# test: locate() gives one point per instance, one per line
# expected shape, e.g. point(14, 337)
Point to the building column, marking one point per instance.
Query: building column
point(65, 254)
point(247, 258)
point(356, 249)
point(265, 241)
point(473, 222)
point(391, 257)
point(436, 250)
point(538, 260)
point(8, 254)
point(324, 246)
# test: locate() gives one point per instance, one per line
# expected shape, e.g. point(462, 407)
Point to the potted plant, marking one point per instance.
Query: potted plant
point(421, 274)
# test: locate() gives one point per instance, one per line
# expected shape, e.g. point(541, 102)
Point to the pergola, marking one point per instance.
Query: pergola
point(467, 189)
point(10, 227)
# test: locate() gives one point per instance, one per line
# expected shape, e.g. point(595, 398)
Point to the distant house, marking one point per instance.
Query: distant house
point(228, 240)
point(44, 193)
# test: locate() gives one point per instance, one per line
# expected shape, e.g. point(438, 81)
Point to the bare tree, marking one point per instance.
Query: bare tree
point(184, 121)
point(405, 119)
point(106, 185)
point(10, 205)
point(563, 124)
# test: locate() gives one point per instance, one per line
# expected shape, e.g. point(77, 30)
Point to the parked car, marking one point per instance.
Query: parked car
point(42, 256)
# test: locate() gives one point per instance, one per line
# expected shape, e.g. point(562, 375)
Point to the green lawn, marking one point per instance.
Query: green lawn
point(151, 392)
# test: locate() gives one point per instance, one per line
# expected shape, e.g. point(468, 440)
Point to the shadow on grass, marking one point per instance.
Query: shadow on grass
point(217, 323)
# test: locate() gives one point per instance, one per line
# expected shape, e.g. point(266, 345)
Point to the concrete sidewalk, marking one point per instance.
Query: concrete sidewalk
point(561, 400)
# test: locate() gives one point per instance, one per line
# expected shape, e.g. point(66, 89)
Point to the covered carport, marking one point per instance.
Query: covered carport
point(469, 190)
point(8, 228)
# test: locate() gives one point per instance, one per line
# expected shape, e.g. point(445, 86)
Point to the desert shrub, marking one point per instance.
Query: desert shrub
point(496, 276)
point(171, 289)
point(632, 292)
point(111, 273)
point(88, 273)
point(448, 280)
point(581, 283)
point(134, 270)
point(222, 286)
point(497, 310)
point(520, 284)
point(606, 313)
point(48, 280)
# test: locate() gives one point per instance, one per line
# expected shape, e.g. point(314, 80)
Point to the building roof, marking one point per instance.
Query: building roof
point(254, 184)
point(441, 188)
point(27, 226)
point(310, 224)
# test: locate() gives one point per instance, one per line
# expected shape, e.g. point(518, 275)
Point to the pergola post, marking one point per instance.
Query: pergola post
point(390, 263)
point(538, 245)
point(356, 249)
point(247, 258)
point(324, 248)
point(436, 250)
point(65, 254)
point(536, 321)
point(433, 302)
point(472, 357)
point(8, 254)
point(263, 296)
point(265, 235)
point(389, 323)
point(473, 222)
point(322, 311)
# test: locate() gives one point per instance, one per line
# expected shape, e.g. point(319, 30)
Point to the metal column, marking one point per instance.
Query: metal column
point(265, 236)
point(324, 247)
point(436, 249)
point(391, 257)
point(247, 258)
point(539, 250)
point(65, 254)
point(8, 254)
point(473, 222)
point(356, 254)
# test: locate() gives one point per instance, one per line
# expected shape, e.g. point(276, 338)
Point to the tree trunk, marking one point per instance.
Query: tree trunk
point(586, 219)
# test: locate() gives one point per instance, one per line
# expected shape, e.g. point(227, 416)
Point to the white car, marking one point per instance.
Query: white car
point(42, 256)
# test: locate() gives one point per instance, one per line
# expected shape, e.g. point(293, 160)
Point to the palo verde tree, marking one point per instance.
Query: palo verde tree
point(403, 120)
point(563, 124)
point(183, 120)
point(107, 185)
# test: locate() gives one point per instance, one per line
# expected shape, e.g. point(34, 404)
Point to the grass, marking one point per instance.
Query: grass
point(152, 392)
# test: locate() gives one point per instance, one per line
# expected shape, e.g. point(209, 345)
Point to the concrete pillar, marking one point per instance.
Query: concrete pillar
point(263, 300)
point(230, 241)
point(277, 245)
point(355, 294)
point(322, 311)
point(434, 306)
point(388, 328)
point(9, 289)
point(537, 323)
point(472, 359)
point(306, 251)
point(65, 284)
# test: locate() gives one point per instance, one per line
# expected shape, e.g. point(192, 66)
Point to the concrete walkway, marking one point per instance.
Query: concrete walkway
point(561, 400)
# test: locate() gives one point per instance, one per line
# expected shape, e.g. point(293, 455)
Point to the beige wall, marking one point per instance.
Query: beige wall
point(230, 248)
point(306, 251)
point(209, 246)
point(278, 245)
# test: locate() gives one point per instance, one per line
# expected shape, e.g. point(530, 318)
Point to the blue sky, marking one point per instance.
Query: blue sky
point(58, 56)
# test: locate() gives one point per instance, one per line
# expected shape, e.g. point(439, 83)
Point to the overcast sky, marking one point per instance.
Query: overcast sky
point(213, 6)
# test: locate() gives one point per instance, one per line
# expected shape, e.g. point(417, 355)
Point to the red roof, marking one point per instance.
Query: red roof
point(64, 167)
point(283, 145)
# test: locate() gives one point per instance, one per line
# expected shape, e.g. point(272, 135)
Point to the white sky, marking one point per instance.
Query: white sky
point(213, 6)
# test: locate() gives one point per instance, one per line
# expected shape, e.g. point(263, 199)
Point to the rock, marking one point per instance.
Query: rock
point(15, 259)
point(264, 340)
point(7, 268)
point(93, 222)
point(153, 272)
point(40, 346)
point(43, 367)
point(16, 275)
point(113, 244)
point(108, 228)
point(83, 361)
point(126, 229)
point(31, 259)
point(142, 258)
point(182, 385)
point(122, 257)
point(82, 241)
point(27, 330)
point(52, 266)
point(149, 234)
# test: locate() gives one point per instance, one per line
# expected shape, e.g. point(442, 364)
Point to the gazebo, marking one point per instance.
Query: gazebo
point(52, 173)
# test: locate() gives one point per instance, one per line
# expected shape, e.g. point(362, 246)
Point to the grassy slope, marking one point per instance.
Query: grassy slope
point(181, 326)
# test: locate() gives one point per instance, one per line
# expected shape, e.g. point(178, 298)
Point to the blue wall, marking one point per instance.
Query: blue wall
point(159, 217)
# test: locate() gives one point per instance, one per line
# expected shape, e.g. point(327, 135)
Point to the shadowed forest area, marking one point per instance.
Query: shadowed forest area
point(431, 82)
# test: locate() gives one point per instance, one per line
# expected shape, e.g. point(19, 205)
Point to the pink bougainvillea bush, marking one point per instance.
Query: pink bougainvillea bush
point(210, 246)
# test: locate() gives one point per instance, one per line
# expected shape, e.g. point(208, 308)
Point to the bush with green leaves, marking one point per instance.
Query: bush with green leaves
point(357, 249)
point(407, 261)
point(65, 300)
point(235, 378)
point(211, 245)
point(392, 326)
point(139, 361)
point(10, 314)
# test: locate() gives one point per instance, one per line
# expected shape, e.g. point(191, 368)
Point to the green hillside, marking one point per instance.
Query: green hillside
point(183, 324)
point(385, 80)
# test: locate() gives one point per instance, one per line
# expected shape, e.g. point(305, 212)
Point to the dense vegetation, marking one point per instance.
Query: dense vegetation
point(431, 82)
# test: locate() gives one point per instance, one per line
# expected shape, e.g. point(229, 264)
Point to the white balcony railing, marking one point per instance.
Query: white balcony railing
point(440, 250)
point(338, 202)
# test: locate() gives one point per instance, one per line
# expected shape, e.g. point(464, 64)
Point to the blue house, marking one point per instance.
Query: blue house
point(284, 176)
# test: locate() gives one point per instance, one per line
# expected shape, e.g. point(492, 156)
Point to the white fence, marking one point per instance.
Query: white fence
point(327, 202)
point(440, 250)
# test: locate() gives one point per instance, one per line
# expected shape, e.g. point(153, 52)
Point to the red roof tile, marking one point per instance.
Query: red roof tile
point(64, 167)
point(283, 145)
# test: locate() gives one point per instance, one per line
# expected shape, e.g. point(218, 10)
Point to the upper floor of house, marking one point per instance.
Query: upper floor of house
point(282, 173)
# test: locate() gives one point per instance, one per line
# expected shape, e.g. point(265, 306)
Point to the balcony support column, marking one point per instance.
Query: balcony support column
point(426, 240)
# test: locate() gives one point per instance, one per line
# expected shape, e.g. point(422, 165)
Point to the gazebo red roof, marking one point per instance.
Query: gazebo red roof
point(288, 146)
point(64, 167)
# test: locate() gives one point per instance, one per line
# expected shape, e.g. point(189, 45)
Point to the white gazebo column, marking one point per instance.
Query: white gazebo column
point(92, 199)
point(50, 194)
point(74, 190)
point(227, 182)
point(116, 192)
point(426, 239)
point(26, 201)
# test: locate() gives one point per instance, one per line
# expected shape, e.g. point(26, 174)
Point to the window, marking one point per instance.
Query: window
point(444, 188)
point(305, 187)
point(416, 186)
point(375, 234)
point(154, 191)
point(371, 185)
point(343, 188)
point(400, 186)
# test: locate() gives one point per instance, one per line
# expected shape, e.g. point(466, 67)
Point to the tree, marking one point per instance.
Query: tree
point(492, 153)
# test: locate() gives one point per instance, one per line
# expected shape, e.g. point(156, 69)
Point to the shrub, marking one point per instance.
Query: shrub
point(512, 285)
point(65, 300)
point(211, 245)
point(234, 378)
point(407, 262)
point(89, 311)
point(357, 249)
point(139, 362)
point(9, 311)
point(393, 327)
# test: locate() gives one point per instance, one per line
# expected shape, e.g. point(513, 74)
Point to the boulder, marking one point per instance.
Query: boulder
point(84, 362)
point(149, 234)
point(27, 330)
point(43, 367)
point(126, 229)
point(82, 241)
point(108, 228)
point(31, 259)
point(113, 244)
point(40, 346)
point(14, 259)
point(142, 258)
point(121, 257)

***

▶ **What to do**: Arrange the rows from the start of the records through the line containing "point(217, 323)" as a two-column CSV with the header columns "prompt" and "points". Give one line per row, place its text and its answer each in a single quoted field, and replace line breaks with spaces.

▶ **Result of the task**:
prompt,points
"# test: locate() gives one point per instance, one per line # expected shape, e.g. point(14, 337) Point to the building column, marking one point per instance. Query: building column","point(65, 254) point(247, 258) point(356, 249) point(265, 241) point(473, 222) point(391, 257) point(436, 250) point(538, 260) point(8, 254) point(324, 246)"
"# test: locate() gives one point per instance, one per line # expected shape, e.g. point(462, 407) Point to the potted plant, marking one point per instance. Query: potted plant","point(421, 274)"
"# test: locate() gives one point per instance, one per line # expected shape, e.g. point(541, 102) Point to the pergola, marking one point per instance. Query: pergola","point(467, 189) point(10, 227)"
"# test: locate() gives one point per instance, one per line # expected shape, e.g. point(595, 398) Point to the distant house, marking one point per instance. Query: distant house","point(228, 240) point(44, 193)"
"# test: locate() gives one point per instance, one per line # expected shape, e.g. point(438, 81) Point to the bare tree, marking one point per instance. Query: bare tree","point(184, 121) point(405, 119) point(106, 185) point(10, 205) point(563, 124)"
"# test: locate() gives one point per instance, one per line # expected shape, e.g. point(77, 30) Point to the parked car, marking one point per instance. Query: parked car","point(42, 256)"
"# test: locate() gives one point per instance, one per line # expected shape, e.g. point(562, 375) Point to the green lawn, marking one point per instance. Query: green lawn","point(151, 392)"
"# test: locate() gives one point per instance, one per line # expected shape, e.g. point(468, 440) Point to the shadow on grass, marking one point per instance. Query: shadow on grass","point(217, 323)"